_DOCUMENT_
# Text Similarity Using Levenshtein Distance

The Levenshtein Distance algorithm calculates the similarity between a source string $s$ and a target string $t$. The distance is the number of insertions, deletions, and substitutions necessary to transform the source string into the target string. The algorithm has many use cases, including spell checking, checking for plaigarism, and speech recognition. The greater the Levenshtein Distance (LD), the less similar the source string $s$ is to the target string $t$. For example, 

+ If $s$ is "apple" and $t$ is "apple," then $\text{LD}(s, t) = 0$.
+ If $s$ is "stop" and $t$ is "stopping," then $\text{LD}(s, t) = 1$.

Mathematically, the Levenshtein Distance between two strings is given by

$$
\text{LD}_{a, b}(i, j) = 
\begin{cases}
    \max{(i, j)} \qquad \text{if} \min{(i,j)} = 0\\
    \min{
        \begin{cases}
            \text{LD}_{a,b}(i - 1, j) + 1 \\
            \text{LD}_{a,b}(i, j - 1) + 1 \\
            \text{LD}_{a,b}(i - 1, j - 1) + 1_{a_{i} \neq b_{j}}  \qquad \text{otherwise}
        \end{cases}
        }
\end{cases}
$$

## Creating Our Functions 

We'll create two functions. A minimum() function and the actual Levenshtein Distance LD() function. First, let's create our minimum() function.

_SET OF TASKS_
**A)** According to the Levenshtein Distance tutorial, which three operations are counted to get the distance between two strings?
**B)** Pick up the Levenshtein Distance tutorial after its final sentence and keep writing it.

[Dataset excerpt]
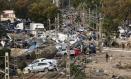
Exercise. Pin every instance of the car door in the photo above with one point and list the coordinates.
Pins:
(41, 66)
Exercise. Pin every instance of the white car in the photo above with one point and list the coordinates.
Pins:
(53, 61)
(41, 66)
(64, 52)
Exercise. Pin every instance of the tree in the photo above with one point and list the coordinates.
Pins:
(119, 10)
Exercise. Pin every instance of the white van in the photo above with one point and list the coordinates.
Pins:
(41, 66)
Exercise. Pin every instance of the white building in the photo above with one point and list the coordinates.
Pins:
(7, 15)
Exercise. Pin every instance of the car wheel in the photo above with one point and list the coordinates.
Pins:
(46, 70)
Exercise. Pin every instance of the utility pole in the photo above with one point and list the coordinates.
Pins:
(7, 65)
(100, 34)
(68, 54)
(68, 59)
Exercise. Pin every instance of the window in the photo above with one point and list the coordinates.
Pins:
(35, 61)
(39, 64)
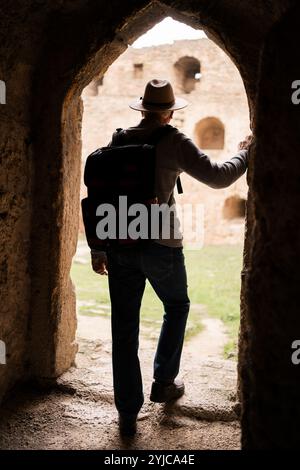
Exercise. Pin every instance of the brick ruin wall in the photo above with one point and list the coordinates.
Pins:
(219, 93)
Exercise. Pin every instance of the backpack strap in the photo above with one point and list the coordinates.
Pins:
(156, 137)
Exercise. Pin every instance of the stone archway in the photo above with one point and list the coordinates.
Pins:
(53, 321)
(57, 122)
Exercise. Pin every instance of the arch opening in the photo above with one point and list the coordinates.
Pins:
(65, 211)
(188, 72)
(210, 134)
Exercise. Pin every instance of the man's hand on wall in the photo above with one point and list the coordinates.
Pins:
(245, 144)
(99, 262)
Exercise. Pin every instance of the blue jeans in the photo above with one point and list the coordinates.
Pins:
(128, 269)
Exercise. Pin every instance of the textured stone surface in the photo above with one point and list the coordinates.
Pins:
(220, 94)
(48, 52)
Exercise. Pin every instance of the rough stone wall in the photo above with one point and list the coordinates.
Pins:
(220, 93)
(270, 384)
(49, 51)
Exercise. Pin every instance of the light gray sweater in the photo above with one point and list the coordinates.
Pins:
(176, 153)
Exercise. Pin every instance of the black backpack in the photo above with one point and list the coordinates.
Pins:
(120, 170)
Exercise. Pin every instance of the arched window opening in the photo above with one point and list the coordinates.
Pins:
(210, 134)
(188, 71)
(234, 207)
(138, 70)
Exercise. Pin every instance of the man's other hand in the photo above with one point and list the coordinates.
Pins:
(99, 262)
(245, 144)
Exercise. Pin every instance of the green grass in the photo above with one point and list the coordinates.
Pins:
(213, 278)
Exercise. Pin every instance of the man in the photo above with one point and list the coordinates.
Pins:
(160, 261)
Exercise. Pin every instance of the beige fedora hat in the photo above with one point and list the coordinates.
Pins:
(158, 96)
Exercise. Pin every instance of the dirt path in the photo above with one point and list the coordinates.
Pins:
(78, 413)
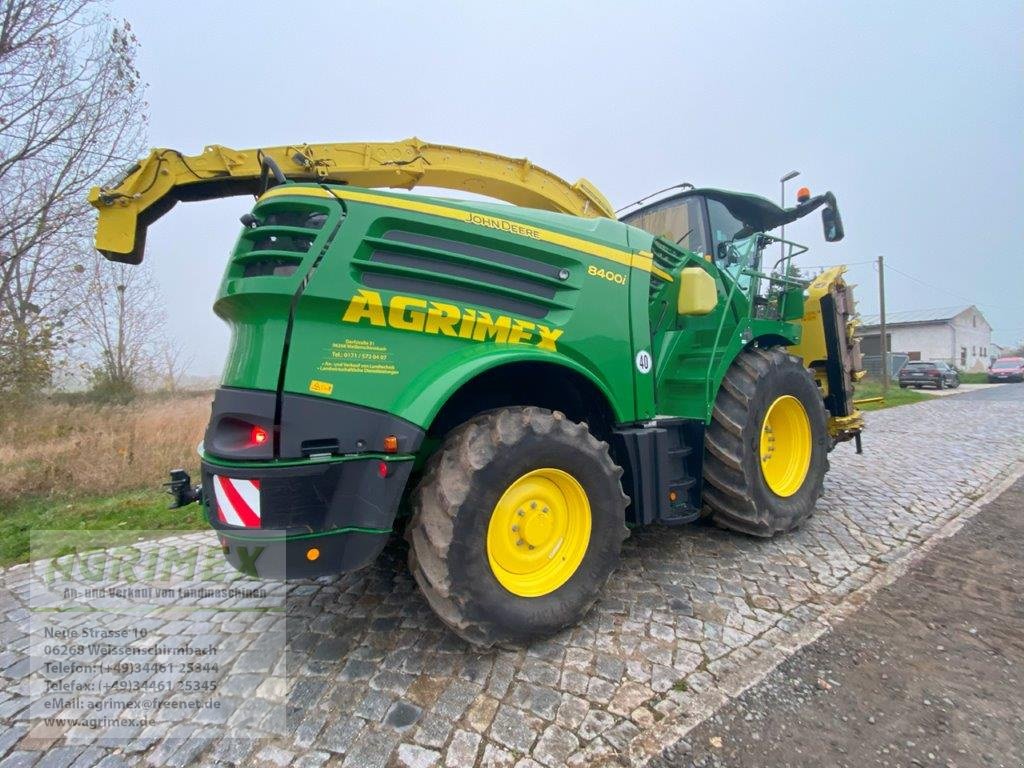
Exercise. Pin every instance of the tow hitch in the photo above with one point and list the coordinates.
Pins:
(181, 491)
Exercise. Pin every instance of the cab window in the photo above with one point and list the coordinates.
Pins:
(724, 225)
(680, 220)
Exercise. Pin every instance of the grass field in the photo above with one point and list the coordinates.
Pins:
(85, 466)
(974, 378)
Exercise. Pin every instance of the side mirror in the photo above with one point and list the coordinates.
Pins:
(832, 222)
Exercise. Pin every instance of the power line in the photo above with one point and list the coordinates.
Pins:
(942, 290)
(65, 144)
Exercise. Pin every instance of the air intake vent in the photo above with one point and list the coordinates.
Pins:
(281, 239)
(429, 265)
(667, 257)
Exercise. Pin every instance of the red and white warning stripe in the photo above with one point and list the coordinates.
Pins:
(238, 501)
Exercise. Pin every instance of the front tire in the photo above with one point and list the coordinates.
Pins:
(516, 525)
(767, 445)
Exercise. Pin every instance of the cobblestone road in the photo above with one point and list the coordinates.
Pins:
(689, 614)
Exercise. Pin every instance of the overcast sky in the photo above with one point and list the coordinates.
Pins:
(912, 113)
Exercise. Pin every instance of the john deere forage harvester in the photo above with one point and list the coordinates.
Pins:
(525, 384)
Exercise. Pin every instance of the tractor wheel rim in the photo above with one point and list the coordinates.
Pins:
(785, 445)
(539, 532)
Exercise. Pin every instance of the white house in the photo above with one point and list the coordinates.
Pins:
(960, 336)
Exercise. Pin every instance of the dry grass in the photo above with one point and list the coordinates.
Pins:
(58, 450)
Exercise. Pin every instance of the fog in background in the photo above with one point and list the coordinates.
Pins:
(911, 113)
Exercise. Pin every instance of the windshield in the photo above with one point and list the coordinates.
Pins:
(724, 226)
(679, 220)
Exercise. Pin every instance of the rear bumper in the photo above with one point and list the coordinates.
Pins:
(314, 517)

_ANSWER SET_
**A)** Insertions, deletions, and substitutions.

**B)**
In [95]:
# The minimum function #
def minimum(a, b, c):
    mi = a
    
    if (b <= mi):
        mi = b
    if (c <= mi):
        mi = c
    
    return mi

# The LD function #
def LD(s, t):
    
    n = len(s) # length of string s
    m = len(t) # length of string t
    
    if n == 0:
        return n
    
    d = [[0 for x in range(n + 1)] for y in range(m + 1)] # matrix 
    
    for i in range(0, n):
        d[i][0] = n
    
    for j in range(0, m):
        d[0][j] = j
        
    for i in range(1, n):
        s_i = s[i - 1]
        
        for j in range(1, m):
            t_j = t[j - 1]
            
            if s_i == t_j:
                cost = 0
            else:
                cost = 1
                
            d[i][j] = minimum(d[i - 1][j] + 1, d[i][j - 1] + 1, d[i - 1][j - 1] + cost)
    
    return d[i][j]

Now that we have created our $\text{LD}()$ function, let's compute similarity between strings.

In [100]:
str1 = "apple"
str2 = "apple"
str3 = "banana"
str4 = "cananas"

In [101]:
LD(str1, str2)

0

In [102]:
LD(str3, str4)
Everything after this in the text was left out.